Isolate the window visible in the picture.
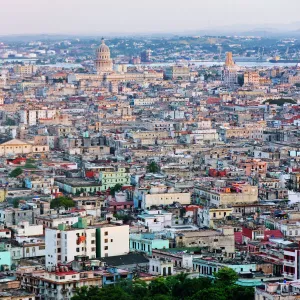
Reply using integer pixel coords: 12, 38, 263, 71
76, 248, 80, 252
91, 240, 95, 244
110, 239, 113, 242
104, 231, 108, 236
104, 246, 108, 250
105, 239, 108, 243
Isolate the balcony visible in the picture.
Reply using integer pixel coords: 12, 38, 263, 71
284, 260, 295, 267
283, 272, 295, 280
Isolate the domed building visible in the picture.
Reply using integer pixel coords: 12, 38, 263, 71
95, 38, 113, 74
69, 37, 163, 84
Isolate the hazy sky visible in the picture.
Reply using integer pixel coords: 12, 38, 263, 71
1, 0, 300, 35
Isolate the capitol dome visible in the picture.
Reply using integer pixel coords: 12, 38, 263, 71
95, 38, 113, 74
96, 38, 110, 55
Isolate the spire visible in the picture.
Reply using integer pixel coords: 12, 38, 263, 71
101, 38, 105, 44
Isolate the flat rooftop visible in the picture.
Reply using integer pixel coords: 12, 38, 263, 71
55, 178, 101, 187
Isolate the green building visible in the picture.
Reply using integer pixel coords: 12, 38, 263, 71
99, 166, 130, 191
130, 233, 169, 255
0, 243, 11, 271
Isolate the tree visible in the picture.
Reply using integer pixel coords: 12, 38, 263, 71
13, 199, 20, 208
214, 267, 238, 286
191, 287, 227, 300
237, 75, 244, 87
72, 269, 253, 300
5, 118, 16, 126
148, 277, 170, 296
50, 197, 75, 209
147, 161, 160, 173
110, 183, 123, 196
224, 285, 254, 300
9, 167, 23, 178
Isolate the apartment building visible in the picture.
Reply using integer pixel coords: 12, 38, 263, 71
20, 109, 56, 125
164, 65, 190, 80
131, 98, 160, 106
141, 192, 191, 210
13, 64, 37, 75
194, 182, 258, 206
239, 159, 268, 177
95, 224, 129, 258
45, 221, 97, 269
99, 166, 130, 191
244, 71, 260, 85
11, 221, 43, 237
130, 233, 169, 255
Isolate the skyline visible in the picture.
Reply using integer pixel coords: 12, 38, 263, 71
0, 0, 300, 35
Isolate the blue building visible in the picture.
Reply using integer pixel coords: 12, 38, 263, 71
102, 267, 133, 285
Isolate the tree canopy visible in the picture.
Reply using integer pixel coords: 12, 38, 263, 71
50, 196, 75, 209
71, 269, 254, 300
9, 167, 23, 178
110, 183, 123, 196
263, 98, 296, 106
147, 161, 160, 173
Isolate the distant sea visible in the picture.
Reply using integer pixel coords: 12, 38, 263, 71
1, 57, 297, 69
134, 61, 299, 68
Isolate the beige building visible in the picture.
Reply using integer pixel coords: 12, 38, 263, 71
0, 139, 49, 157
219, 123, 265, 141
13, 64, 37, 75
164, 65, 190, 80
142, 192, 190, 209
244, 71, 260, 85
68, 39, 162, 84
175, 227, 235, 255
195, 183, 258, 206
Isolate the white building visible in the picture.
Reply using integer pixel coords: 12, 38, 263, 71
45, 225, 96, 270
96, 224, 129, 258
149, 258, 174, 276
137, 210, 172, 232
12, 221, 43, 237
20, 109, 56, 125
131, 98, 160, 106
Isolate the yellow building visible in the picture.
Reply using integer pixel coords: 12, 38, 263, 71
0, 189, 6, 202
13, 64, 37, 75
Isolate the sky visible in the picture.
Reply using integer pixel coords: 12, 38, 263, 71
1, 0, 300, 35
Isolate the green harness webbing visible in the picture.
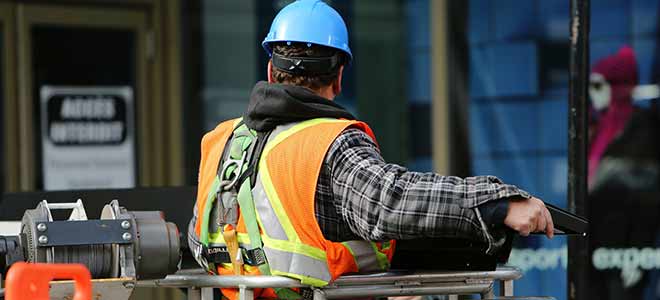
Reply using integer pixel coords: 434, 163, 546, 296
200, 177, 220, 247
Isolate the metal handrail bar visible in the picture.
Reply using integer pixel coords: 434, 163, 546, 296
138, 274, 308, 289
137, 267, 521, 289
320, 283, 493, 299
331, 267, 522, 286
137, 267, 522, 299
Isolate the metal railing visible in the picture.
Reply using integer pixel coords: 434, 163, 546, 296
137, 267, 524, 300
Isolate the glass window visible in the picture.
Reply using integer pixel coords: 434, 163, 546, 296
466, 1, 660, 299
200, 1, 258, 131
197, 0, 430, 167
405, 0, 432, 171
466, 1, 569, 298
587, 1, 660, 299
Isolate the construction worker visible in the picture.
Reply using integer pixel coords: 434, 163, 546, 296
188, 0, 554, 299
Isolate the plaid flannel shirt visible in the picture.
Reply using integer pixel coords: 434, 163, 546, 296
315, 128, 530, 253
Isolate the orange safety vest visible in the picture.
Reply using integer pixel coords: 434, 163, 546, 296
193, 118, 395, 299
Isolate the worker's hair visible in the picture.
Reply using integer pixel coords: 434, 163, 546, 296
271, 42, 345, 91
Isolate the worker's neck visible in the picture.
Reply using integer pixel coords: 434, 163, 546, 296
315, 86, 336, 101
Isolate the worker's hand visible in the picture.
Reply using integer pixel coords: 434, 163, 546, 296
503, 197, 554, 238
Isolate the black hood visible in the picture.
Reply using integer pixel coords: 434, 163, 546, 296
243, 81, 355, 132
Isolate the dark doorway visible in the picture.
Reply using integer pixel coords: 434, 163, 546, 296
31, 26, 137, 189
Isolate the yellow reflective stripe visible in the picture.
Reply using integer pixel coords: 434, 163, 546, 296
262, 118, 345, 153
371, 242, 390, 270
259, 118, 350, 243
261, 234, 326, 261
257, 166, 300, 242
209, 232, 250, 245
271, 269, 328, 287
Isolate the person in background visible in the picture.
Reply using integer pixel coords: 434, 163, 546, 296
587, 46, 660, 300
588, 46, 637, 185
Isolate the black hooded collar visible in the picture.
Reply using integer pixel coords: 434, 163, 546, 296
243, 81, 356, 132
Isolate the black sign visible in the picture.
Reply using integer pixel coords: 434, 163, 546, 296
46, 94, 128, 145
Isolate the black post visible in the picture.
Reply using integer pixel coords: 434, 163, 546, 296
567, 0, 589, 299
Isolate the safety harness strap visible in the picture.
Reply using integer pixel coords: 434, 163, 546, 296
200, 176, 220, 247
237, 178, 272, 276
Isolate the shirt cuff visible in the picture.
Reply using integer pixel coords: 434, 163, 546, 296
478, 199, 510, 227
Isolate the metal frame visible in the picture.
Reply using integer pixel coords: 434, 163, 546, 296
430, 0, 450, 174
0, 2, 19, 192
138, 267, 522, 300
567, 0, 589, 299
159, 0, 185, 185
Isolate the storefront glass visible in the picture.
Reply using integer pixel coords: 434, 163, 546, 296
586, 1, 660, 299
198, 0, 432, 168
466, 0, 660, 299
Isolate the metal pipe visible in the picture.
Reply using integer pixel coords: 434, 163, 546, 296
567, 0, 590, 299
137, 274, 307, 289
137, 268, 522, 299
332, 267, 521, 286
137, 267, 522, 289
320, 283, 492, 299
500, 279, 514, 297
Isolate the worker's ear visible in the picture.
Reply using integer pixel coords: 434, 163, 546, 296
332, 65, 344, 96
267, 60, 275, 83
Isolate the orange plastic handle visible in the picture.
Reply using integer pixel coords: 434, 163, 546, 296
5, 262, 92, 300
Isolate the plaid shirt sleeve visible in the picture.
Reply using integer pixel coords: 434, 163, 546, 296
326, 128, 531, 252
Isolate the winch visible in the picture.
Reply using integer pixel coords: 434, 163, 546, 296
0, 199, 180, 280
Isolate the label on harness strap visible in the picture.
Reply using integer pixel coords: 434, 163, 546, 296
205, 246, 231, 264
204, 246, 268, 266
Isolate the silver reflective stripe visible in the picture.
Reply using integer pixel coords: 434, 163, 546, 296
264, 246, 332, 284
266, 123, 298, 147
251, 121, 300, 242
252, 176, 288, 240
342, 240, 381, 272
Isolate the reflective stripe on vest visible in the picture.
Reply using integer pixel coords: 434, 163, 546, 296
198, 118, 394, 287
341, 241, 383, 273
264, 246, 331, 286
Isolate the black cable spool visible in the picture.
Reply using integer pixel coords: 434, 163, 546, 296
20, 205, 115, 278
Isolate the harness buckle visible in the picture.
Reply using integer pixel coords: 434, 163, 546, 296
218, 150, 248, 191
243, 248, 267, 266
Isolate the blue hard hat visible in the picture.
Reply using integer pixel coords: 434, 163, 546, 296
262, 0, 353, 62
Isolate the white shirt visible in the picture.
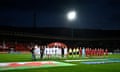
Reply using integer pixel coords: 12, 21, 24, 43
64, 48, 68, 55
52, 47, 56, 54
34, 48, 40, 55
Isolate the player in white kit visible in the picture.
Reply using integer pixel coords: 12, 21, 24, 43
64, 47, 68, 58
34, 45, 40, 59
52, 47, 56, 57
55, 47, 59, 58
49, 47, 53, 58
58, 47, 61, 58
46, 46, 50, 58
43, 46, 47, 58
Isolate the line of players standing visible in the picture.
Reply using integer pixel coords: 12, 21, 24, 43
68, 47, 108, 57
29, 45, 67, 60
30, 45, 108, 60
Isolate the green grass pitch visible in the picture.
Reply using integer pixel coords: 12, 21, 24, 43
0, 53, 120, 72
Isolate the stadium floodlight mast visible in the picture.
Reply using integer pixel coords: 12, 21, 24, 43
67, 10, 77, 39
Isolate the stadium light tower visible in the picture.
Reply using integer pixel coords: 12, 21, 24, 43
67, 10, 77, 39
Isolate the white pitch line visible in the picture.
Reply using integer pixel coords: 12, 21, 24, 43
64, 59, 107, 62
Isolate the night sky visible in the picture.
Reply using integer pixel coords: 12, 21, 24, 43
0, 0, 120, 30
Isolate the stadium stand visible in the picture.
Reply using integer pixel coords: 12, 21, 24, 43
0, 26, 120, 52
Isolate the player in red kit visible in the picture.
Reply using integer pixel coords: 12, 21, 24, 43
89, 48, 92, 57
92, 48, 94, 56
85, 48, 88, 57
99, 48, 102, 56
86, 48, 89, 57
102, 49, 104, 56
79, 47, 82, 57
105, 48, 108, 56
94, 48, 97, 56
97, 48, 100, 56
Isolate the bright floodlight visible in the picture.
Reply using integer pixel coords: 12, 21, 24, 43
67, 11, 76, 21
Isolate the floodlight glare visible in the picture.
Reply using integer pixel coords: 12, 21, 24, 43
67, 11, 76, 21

··········

Collect the lines of the records that include the string "glass".

### Solution
Isolate the glass window visible in the picture.
Isolate the storefront glass visible in the picture.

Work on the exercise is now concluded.